- **Assignment**: Only an exact copy of the listing below will do.

----- Data supplied

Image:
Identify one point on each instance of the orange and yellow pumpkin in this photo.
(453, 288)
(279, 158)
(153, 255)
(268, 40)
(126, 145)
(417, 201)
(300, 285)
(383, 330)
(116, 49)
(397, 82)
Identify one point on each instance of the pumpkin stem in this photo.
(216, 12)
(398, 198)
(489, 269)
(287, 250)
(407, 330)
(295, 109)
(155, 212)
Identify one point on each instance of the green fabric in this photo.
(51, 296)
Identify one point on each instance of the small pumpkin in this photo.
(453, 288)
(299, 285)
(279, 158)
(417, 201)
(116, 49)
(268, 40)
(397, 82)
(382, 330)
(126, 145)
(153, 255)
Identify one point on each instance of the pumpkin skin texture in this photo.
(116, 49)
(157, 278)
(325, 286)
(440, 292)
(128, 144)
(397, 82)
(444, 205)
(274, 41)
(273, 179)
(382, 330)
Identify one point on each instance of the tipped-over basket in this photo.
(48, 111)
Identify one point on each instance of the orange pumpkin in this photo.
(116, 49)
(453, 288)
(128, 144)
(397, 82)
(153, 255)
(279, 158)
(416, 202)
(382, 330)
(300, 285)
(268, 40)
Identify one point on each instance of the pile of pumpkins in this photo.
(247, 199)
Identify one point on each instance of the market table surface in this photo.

----------

- **Response area**:
Image:
Identify one point on each instance of the orange and yellow pumpkin in this photo.
(453, 288)
(279, 158)
(153, 255)
(268, 40)
(126, 145)
(417, 201)
(300, 285)
(383, 330)
(116, 49)
(397, 82)
Identify one point on each instance of the pumpkin stem in this photo.
(216, 12)
(398, 198)
(489, 269)
(287, 250)
(407, 330)
(295, 109)
(155, 212)
Identify one point on each instance of the green fabric in this photo.
(51, 296)
Identify one point on each instance of the small pumpkin in this photo.
(453, 288)
(299, 285)
(279, 158)
(417, 201)
(116, 49)
(268, 40)
(397, 82)
(382, 330)
(126, 145)
(153, 255)
Identify one point on each instance of the pumpkin skin texture in this photo.
(116, 49)
(157, 278)
(325, 286)
(440, 292)
(128, 144)
(397, 82)
(444, 205)
(274, 41)
(273, 179)
(382, 330)
Identify one point on each instance of the tipped-over basket in this photo.
(48, 111)
Identify one point on each instance of the orange pumpkin in this photo.
(116, 49)
(453, 288)
(128, 144)
(397, 82)
(153, 255)
(279, 158)
(416, 202)
(382, 330)
(300, 285)
(268, 40)
Identify one point on each instance of the pile of pumpkins in this photo.
(247, 199)
Identify one point on each instance of the market table surface in this photo.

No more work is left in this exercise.